**PROVIDED ENTRIES**
Segment Open

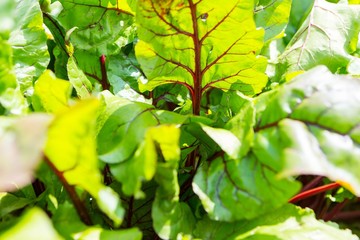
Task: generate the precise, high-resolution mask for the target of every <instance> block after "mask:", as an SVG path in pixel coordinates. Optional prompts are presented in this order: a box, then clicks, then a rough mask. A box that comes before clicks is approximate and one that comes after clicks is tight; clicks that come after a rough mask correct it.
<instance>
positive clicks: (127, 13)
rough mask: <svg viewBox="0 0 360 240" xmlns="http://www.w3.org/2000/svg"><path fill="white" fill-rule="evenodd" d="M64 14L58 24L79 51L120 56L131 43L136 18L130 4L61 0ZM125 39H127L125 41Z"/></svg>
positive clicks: (97, 56)
mask: <svg viewBox="0 0 360 240" xmlns="http://www.w3.org/2000/svg"><path fill="white" fill-rule="evenodd" d="M60 2H61V3H62V6H63V11H62V12H61V13H60V15H59V16H58V18H57V20H58V21H59V22H60V24H61V25H62V26H63V27H64V28H65V29H66V31H69V30H70V29H72V28H73V27H77V29H76V30H75V31H74V32H73V33H72V34H71V43H72V44H73V45H74V47H75V49H82V50H86V51H88V52H89V53H94V54H95V55H97V58H98V57H100V56H101V54H105V55H108V54H113V53H114V52H118V51H119V49H120V48H121V47H122V46H124V45H125V44H126V43H127V41H128V38H127V37H128V36H126V34H128V32H129V28H132V26H131V24H132V22H133V17H132V13H131V10H130V8H129V6H128V5H127V2H126V1H121V0H87V1H84V0H70V1H68V0H60ZM124 36H125V37H124Z"/></svg>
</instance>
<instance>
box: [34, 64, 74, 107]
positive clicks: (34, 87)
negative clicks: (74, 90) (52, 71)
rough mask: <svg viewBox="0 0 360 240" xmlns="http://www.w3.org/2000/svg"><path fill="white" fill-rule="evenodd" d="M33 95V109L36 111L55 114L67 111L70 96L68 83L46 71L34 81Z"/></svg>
mask: <svg viewBox="0 0 360 240" xmlns="http://www.w3.org/2000/svg"><path fill="white" fill-rule="evenodd" d="M34 90H35V91H34V95H33V98H32V100H33V107H34V109H35V110H37V111H41V110H45V111H46V112H50V113H56V112H61V111H63V110H66V109H68V107H69V104H68V101H69V98H70V94H71V85H70V83H69V81H65V80H61V79H58V78H56V77H55V75H54V74H53V73H52V72H51V71H50V70H47V71H45V72H44V74H43V75H41V76H40V78H39V79H38V80H37V81H36V83H35V87H34Z"/></svg>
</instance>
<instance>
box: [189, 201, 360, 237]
mask: <svg viewBox="0 0 360 240" xmlns="http://www.w3.org/2000/svg"><path fill="white" fill-rule="evenodd" d="M195 235H196V236H197V237H199V238H201V239H204V240H205V239H209V240H210V239H219V240H221V239H224V240H225V239H239V240H240V239H246V240H264V239H266V240H288V239H294V240H305V239H306V240H310V239H314V237H315V239H329V240H337V239H338V240H339V239H341V240H357V239H359V238H358V237H357V236H355V235H352V234H351V232H350V231H347V230H340V229H339V228H338V226H337V225H336V224H331V223H325V222H322V221H318V220H317V219H316V218H315V216H314V213H313V212H312V211H311V210H309V209H299V208H296V207H294V206H291V205H287V206H285V207H283V208H280V209H278V210H277V211H274V212H272V213H270V214H267V215H264V216H261V217H259V218H257V219H254V220H251V221H239V222H234V223H224V222H215V221H211V220H209V219H204V220H202V221H200V222H199V223H198V225H197V228H196V230H195Z"/></svg>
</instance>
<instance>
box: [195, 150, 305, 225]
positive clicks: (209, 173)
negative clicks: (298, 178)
mask: <svg viewBox="0 0 360 240" xmlns="http://www.w3.org/2000/svg"><path fill="white" fill-rule="evenodd" d="M277 174H278V172H277V170H276V169H274V168H272V166H271V165H267V164H264V163H262V162H260V161H259V160H258V159H257V158H256V156H254V155H249V156H248V157H246V158H243V159H241V160H233V159H229V158H228V157H226V156H218V157H216V158H214V159H211V161H210V163H204V164H203V166H201V167H200V168H199V169H198V171H197V173H196V175H195V178H194V182H193V189H194V192H195V193H196V194H197V195H198V196H199V198H200V199H201V202H202V204H203V206H204V208H205V210H206V212H207V213H208V214H209V217H210V218H211V219H214V220H220V221H235V220H241V219H252V218H255V217H258V216H259V215H261V214H264V213H266V212H271V211H273V210H274V209H276V208H278V207H281V206H282V205H283V204H285V203H286V202H287V200H288V199H289V198H290V197H291V196H292V195H293V194H295V193H296V192H297V190H298V189H299V184H298V183H296V182H294V181H292V180H291V179H279V178H278V177H277ZM229 196H231V197H229Z"/></svg>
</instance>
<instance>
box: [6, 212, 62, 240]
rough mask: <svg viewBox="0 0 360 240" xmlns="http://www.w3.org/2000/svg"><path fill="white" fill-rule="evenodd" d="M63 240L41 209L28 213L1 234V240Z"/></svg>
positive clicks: (26, 212) (51, 223)
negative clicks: (48, 239)
mask: <svg viewBox="0 0 360 240" xmlns="http://www.w3.org/2000/svg"><path fill="white" fill-rule="evenodd" d="M28 238H33V239H39V240H47V239H53V240H62V239H63V238H62V237H61V236H60V235H59V234H58V233H57V232H56V231H55V229H54V227H53V225H52V223H51V220H50V219H49V217H48V216H47V215H46V213H44V212H43V211H42V210H40V209H39V208H32V209H31V210H29V211H27V212H26V213H25V214H24V215H23V216H22V217H21V218H20V221H19V222H18V223H17V224H15V225H14V226H12V227H11V228H10V229H8V230H6V231H5V232H2V233H0V240H8V239H11V240H22V239H28Z"/></svg>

Segment Closed

**TASK INSTRUCTIONS**
Convert the records, from their beginning through the line that contains "positive clicks: (97, 56)", into a Markdown table with the columns Row and Line, one line per row and blank lines left out. Leave the pictures out.

**RESULT OF THIS EXERCISE**
| Row | Line |
|---|---|
| 1 | Task: generate the precise, high-resolution mask for the target of every <instance> block after "mask:", as an SVG path in pixel coordinates. Optional prompts are presented in this order: a box, then clicks, then a rough mask. A box that comes before clicks is approximate and one that comes after clicks is tight; clicks that come after a rough mask correct it. |
| 2 | <instance> |
| 3 | positive clicks: (127, 13) |
| 4 | rough mask: <svg viewBox="0 0 360 240" xmlns="http://www.w3.org/2000/svg"><path fill="white" fill-rule="evenodd" d="M64 14L58 24L79 51L120 56L131 43L136 18L130 4L61 0ZM125 39H127L125 41Z"/></svg> |
| 5 | positive clicks: (97, 56) |